(Passage fourni):
-*-

A vrai dire, ces sages moralistes qui ont renoncé à changer le monde sont des prétentieux. Ils n’ont jamais rien tenté, ni accompli. Ce sont les marxistes qui voulaient changer le monde, pas les technocrates rocardiens. Ce ne sont pas les ancêtres idéologiques de la « deuxième gauche » qui ont fait le Front populaire, mais les socialistes classiques et les communistes. Ce ne sont pas les pères spirituels des jospinistes (la gauche pacifiste des années trente) qui sont massivement entré dans la Résistance, mais les gaullistes, les royalistes, les communistes, les jacobins, la droite patriote. Ce n’est pas Jean Lacouture qui a fait l’indépendance de l’Algérie, mais le général de Gaulle.

Il faudrait un livre pour montrer que la « deuxième gauche » a toujours servi de couverture (ou de paillasson) aux puissants de l’heure : on trouve beaucoup de pacifistes et de libertaires dans la Collaboration, on trouve beaucoup de bourgeois de gauche auprès des communistes soviétiques, chinois, vietnamiens, cubains et des tiers-mondistes. Mais l’engagement de ces intellectuels a rarement dépassé le stade du discours moralisant. Cette gauche est sartrienne : elle est résistante après la Libération, et elle aime le spectacle des révolutions communistes. Plus tard, elle aimera le spectacle des révolutions anti-communistes. Comme par hasard, c’est Le Monde et Le Nouvel observateur qui ont cautionné Ho Chi Minh et Mao avant de chanter les louages du néo-libéralisme et de prêcher la soumission aux Etats-Unis. Toujours « furieusement tendance », comme on dit aujourd’hui.

-*-

(Lignes fournies):
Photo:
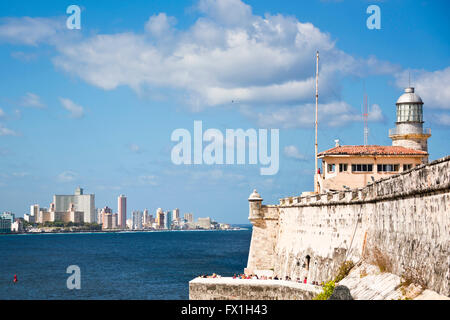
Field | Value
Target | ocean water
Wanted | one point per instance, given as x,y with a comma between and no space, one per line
146,265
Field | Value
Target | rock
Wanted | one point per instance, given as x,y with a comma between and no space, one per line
341,293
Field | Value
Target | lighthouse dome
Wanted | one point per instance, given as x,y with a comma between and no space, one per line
409,97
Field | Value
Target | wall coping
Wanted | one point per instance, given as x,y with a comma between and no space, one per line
370,193
229,281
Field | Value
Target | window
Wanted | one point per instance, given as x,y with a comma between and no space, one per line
409,112
331,168
387,167
407,167
362,167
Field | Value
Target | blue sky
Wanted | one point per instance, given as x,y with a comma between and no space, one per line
96,107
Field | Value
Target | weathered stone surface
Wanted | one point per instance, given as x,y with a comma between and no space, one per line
406,217
240,289
341,293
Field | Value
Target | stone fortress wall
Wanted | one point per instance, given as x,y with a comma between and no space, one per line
405,217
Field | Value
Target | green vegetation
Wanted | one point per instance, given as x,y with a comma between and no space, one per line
328,289
344,270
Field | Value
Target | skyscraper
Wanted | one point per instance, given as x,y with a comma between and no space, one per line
176,214
122,209
137,220
160,218
82,202
168,220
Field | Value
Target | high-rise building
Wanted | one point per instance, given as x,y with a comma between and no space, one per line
137,220
122,210
102,213
6,220
34,210
176,215
145,217
83,203
204,223
189,217
160,218
168,220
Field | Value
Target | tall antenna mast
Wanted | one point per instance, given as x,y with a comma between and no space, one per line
317,115
366,118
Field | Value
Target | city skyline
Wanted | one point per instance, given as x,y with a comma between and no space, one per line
73,113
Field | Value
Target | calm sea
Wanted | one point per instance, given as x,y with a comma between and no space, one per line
147,265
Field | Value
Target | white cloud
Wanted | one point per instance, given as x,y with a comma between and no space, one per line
134,148
67,176
433,87
7,132
160,25
441,118
228,55
76,111
31,100
29,31
293,152
148,180
333,114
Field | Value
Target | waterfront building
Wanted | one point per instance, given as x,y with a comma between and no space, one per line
137,220
107,221
168,220
83,203
17,226
176,215
129,224
122,210
189,217
29,218
71,215
160,218
115,221
146,219
204,223
102,212
34,210
350,167
5,223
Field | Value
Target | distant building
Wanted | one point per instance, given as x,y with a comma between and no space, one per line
34,210
6,220
129,224
17,226
168,220
102,213
189,217
122,210
176,215
115,221
146,219
204,223
29,218
71,215
107,221
83,203
160,218
137,220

-*-

(Consignes):
(1) Répondez à ces questions sur le passage :
(a) Qui a fait l'indépendance de l'Algérie ?
(b) Quels journaux ont cautionné Ho Chi Minh et Mao ?
(c) Qui a fait le Front populaire ?
(2) Recopiez le passage de « A vrai dire, ces » à « général de Gaulle. » en remplaçant « prétentieux » par « vaniteux ».

(Réponses):
(1)
(a) Le général de Gaulle.
(b) Le Monde et Le Nouvel observateur.
(c) Les socialistes classiques et les communistes.

(2)
A vrai dire, ces sages moralistes qui ont renoncé à changer le monde sont des vaniteux. Ils n’ont jamais rien tenté, ni accompli. Ce sont les marxistes qui voulaient changer le monde, pas les technocrates rocardiens. Ce ne sont pas les ancêtres idéologiques de la « deuxième gauche » qui ont fait le Front populaire, mais les socialistes classiques et les communistes. Ce ne sont pas les pères spirituels des jospinistes (la gauche pacifiste des années trente) qui sont massivement entré dans la Résistance, mais les gaullistes, les royalistes, les communistes, les jacobins, la droite patriote. Ce n’est pas Jean Lacouture qui a fait l’indépendance de l’Algérie, mais le général de Gaulle.